Write out the records below word for word, please.

(Extracted data entries)
################

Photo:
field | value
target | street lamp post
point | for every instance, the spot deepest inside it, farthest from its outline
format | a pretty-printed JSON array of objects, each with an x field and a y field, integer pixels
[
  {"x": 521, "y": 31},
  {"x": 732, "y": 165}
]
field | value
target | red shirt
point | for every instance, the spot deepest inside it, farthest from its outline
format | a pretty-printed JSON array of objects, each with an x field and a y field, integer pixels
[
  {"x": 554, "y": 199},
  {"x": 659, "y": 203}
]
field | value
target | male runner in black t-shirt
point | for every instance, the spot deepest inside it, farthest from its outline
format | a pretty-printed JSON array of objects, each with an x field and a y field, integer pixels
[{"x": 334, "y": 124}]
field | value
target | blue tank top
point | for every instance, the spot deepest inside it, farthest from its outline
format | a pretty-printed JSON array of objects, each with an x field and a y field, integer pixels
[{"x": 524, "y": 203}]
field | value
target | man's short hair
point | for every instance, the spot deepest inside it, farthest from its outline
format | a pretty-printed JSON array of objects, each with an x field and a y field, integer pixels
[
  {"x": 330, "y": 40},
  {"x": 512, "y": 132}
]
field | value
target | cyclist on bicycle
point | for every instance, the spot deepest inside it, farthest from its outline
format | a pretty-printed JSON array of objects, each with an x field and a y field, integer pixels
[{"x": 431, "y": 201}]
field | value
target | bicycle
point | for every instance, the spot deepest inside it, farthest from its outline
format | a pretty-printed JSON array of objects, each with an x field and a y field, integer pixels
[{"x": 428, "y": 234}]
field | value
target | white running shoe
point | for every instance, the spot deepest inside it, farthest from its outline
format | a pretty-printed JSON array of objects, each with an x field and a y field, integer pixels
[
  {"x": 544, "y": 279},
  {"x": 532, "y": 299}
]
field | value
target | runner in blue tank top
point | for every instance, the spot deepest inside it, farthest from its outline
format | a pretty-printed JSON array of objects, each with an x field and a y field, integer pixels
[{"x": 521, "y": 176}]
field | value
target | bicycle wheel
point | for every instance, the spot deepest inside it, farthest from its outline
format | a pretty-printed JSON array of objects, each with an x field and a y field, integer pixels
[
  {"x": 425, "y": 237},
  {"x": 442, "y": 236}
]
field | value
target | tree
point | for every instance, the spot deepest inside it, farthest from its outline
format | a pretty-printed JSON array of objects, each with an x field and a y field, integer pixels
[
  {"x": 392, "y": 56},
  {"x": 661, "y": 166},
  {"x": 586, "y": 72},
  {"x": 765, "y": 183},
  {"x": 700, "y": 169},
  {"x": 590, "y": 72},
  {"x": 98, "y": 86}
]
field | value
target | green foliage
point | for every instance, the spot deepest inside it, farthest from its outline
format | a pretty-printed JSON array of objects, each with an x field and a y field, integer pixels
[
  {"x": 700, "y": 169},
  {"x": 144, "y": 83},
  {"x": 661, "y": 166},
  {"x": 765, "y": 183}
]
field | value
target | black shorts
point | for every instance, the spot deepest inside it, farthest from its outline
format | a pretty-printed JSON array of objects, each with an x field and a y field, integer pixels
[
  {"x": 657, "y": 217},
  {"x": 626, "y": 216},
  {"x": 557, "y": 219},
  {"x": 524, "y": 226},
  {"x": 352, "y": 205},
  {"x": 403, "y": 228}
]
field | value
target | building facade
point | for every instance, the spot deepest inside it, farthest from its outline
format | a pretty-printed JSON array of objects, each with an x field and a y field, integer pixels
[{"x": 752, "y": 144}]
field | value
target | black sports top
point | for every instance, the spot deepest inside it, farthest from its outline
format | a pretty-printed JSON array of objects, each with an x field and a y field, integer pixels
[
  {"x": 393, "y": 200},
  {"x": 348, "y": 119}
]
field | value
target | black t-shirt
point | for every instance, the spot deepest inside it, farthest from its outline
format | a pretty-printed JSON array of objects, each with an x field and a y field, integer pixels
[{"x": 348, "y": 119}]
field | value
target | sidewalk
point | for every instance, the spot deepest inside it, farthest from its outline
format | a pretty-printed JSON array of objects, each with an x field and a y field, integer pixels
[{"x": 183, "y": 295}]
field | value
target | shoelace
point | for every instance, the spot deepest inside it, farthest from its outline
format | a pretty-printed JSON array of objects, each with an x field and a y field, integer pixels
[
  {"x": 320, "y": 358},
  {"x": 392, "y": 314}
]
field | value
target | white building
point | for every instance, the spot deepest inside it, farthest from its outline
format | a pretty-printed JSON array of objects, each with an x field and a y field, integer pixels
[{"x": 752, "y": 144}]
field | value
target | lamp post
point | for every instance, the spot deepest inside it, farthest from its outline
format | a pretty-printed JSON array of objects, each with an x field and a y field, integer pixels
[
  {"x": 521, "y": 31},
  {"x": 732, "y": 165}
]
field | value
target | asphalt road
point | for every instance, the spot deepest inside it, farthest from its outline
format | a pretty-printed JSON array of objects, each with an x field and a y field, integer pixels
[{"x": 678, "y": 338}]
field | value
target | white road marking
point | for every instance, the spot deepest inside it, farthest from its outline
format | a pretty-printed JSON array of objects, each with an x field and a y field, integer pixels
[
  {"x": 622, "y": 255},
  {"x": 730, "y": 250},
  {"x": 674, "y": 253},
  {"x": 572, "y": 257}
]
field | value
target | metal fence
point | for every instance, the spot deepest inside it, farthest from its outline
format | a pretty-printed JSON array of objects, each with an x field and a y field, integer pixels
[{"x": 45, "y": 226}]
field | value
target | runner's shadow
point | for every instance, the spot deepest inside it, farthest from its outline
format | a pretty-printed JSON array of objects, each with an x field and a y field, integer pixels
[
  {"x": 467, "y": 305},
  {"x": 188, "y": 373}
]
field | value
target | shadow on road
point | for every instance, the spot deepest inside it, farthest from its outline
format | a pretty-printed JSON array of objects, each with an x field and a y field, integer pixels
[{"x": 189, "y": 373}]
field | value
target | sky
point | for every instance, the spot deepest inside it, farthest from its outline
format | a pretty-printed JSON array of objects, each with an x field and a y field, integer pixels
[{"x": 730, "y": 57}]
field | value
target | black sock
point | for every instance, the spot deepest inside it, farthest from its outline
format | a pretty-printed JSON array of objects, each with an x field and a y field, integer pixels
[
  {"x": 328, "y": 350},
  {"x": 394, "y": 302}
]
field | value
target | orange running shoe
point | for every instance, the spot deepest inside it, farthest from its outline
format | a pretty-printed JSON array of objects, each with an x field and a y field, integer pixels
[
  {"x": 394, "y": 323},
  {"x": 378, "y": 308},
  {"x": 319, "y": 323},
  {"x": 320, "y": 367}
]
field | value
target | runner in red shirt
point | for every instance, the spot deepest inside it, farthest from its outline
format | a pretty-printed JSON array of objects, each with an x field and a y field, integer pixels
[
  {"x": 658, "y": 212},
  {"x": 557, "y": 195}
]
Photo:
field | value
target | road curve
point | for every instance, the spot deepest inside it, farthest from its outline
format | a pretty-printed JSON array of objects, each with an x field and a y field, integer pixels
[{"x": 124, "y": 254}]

################

*WORKED SOLUTION*:
Photo:
field | value
target | street lamp post
point | for every instance, the spot deepest inside it, farthest from its outline
format | a pretty-printed JSON array of objects, each with an x field and a y field, integer pixels
[
  {"x": 521, "y": 31},
  {"x": 732, "y": 165}
]
field | value
target | red shirt
point | for every instance, the spot deepest inside it, farthest from its outline
format | a pretty-printed JSON array of objects, each with an x field and a y field, integer pixels
[
  {"x": 554, "y": 199},
  {"x": 659, "y": 203}
]
field | value
target | male runner in black t-shirt
point | for every instance, the spot deepest inside it, farthest from its outline
format | a pretty-printed JSON array of objects, each with an x field and a y field, integer pixels
[{"x": 334, "y": 124}]
field | value
target | blue tank top
point | for every instance, the spot deepest inside it, farthest from its outline
format | a pretty-printed JSON array of objects, each with an x field and a y field, integer pixels
[{"x": 524, "y": 203}]
field | value
target | man's short hair
point | for every instance, the spot deepest inside it, farthest from its outline
format | a pretty-printed JSON array of objects, each with an x field and a y field, integer pixels
[
  {"x": 330, "y": 40},
  {"x": 512, "y": 132}
]
field | value
target | cyclist on bicycle
point | for every instance, the spot deepest inside it, farthest from its outline
format | a pretty-printed JSON array of objects, each with an x field and a y field, integer pixels
[{"x": 431, "y": 201}]
field | value
target | bicycle
point | for every instance, the spot deepest inside it, farthest from its outline
format | a pretty-printed JSON array of objects, each with an x field and a y field, integer pixels
[{"x": 428, "y": 234}]
field | value
target | white running shoe
point | for every instance, the spot deepest inside it, farthest from its outline
format | a pretty-printed JSON array of objects, each with an x field and a y field, integer pixels
[
  {"x": 544, "y": 279},
  {"x": 532, "y": 299}
]
field | value
target | runner in blue tank top
point | for every instance, the spot deepest inside it, farthest from its outline
format | a pretty-printed JSON array of objects, each with an x field and a y field, integer pixels
[{"x": 521, "y": 176}]
field | value
target | bicycle wheel
point | for every instance, the spot deepest inside it, farthest from its outline
format | a pretty-printed JSON array of objects, each with an x field and a y field, integer pixels
[
  {"x": 425, "y": 237},
  {"x": 442, "y": 236}
]
field | value
target | tree
point | for every instance, the spot deepest inside it, farthest from its outline
format | a pretty-printed JSON array of objects, each with an x field and a y field, integer pixels
[
  {"x": 392, "y": 56},
  {"x": 661, "y": 166},
  {"x": 586, "y": 72},
  {"x": 765, "y": 183},
  {"x": 700, "y": 169},
  {"x": 590, "y": 72},
  {"x": 98, "y": 86}
]
field | value
target | green foliage
point | for every instance, the spot deepest inside it, farthest from its outline
format | a pretty-printed JSON array of objects, each with an x field and a y field, integer pixels
[
  {"x": 700, "y": 169},
  {"x": 144, "y": 83},
  {"x": 661, "y": 166},
  {"x": 765, "y": 183}
]
field | value
target | black shorts
point | for every instance, the spot deepest inside it, farthest from its outline
format | a pretty-printed JSON array of objects, each with an x field and a y field, integer pixels
[
  {"x": 657, "y": 217},
  {"x": 626, "y": 216},
  {"x": 557, "y": 219},
  {"x": 524, "y": 226},
  {"x": 352, "y": 205},
  {"x": 403, "y": 228}
]
field | value
target | building facade
point | for every instance, the spot deepest inside it, farthest from its outline
format | a pretty-printed JSON array of objects, each with an x field and a y field, integer pixels
[{"x": 752, "y": 144}]
field | value
target | black sports top
point | for every instance, the spot deepest inside it, farthest from its outline
format | a pretty-printed JSON array of objects, each with an x field and a y field, integer pixels
[
  {"x": 393, "y": 200},
  {"x": 348, "y": 119}
]
field | value
target | black t-shirt
point | for every instance, the spot deepest inside it, farthest from its outline
format | a pretty-printed JSON array of objects, each with an x field and a y field, integer pixels
[{"x": 348, "y": 119}]
field | value
target | sidewalk
point | for every instance, the spot deepest inside it, farthest from its outline
format | a pretty-printed JSON array of objects, each with an x field and a y field, integer pixels
[{"x": 183, "y": 295}]
field | value
target | shoelace
point | for every instance, the spot deepest inside it, farthest from its outline
format | a pretty-printed JSON array of objects, each with an x field and a y field, integer pixels
[
  {"x": 320, "y": 358},
  {"x": 392, "y": 314}
]
field | value
target | white building
point | for every instance, the spot deepest inside it, farthest from its outline
format | a pretty-printed JSON array of objects, each with an x field and a y field, integer pixels
[{"x": 752, "y": 144}]
field | value
target | lamp post
point | for every instance, the spot deepest inside it, farthest from its outline
format | a pretty-printed JSON array of objects, each with an x field and a y field, integer pixels
[
  {"x": 521, "y": 31},
  {"x": 732, "y": 165}
]
field | value
target | asphalt road
point | for every instance, the spot deepest inside it, farthest from its outline
format | a pretty-printed JSON array of objects, each with an x field and a y field, integer pixels
[{"x": 678, "y": 338}]
field | value
target | white road marking
point | for every instance, the spot deepest inside it, farthest from its outline
format | a pretty-printed JSON array of objects, each with an x field and a y field, integer pixels
[
  {"x": 622, "y": 255},
  {"x": 730, "y": 250},
  {"x": 674, "y": 253},
  {"x": 572, "y": 257}
]
field | value
target | metal fence
point | for every instance, the spot deepest inside it, farthest from its outline
format | a pretty-printed JSON array of objects, each with an x field and a y field, integer pixels
[{"x": 45, "y": 226}]
field | value
target | runner's shadow
point | for every instance, the spot deepest inside it, farthest from its outline
format | a pretty-printed JSON array of objects, each with an x field and a y field, integer pixels
[
  {"x": 467, "y": 305},
  {"x": 188, "y": 373}
]
field | value
target | shadow on road
point | for every instance, the spot deepest inside it, farthest from its outline
format | a pretty-printed JSON array of objects, each with an x field and a y field, integer pixels
[{"x": 189, "y": 373}]
field | value
target | sky
point | for every instance, the spot deepest inside it, farthest from its outline
format | a pretty-printed JSON array of objects, each with an x field and a y field, integer pixels
[{"x": 730, "y": 57}]
field | value
target | black sock
point | for every instance, the spot deepest inside it, farthest from its outline
format | a pretty-printed JSON array of objects, each with an x field and a y field, integer pixels
[
  {"x": 328, "y": 350},
  {"x": 394, "y": 302}
]
field | value
target | orange running shoe
point | for every instance, the spot deepest inside it, farthest from its outline
format | a pretty-printed JSON array of objects, each with an x field and a y field, integer pixels
[
  {"x": 394, "y": 323},
  {"x": 378, "y": 308},
  {"x": 319, "y": 323},
  {"x": 320, "y": 367}
]
field | value
target | runner in red shirt
point | for every instance, the spot deepest inside it, farthest from its outline
format | a pretty-printed JSON array of objects, each with an x field and a y field, integer pixels
[
  {"x": 658, "y": 212},
  {"x": 557, "y": 195}
]
Photo:
field | value
target | road curve
point | for every instance, the spot deepest inside it, farthest from its outline
format | a pretty-printed JSON array of objects, each with an x field and a y field, integer pixels
[{"x": 124, "y": 254}]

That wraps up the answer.